Exercise requirements: Output the lines of the items below exactly as they appear, everything from the line containing "side mirror -> box" down to the line containing "(99, 285), (640, 379)", both included, and nothing else.

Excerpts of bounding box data

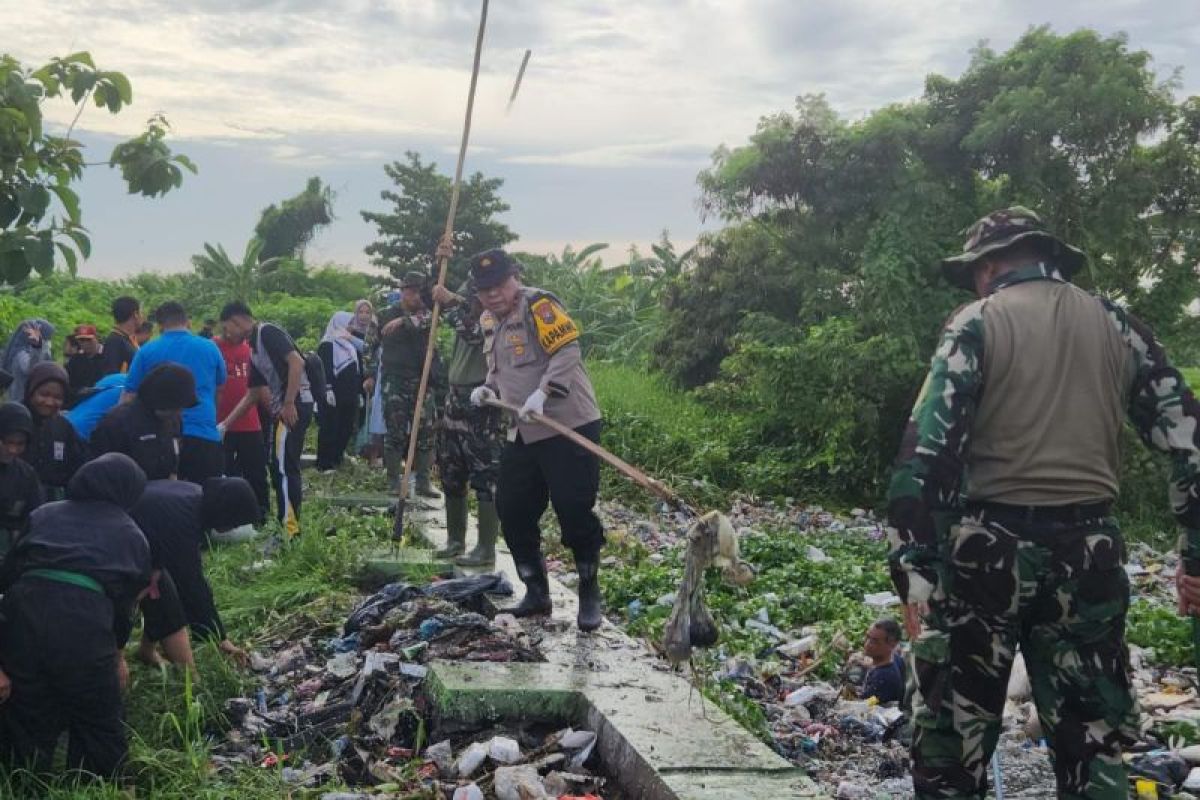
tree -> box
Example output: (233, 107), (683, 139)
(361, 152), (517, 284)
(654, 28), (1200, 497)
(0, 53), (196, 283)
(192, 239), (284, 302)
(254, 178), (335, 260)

==

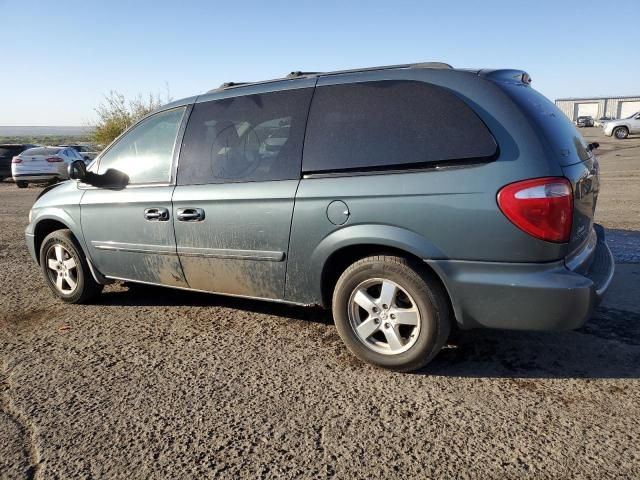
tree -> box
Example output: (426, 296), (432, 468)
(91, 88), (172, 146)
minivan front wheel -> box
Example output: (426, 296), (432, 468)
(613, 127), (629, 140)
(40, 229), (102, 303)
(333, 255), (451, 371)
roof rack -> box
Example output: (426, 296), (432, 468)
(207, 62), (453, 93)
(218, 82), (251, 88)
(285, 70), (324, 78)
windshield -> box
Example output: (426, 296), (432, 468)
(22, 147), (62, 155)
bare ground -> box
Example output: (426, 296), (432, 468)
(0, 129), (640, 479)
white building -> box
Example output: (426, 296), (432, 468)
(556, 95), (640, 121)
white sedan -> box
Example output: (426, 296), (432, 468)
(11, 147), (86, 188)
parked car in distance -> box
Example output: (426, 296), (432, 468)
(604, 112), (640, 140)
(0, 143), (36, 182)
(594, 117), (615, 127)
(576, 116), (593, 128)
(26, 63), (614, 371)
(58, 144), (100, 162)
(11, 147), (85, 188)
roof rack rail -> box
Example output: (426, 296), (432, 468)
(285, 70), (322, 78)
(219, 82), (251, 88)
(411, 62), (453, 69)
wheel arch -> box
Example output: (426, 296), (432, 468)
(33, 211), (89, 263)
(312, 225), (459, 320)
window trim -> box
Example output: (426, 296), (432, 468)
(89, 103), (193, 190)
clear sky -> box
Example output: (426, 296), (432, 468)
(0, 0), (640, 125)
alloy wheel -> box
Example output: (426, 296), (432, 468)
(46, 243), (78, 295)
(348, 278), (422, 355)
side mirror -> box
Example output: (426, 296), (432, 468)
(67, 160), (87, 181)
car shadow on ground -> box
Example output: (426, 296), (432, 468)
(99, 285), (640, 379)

Answer to this exercise:
side mirror -> box
Example output: (426, 296), (432, 468)
(67, 160), (87, 181)
car shadow on ground -> box
Example output: (426, 296), (432, 468)
(99, 285), (640, 379)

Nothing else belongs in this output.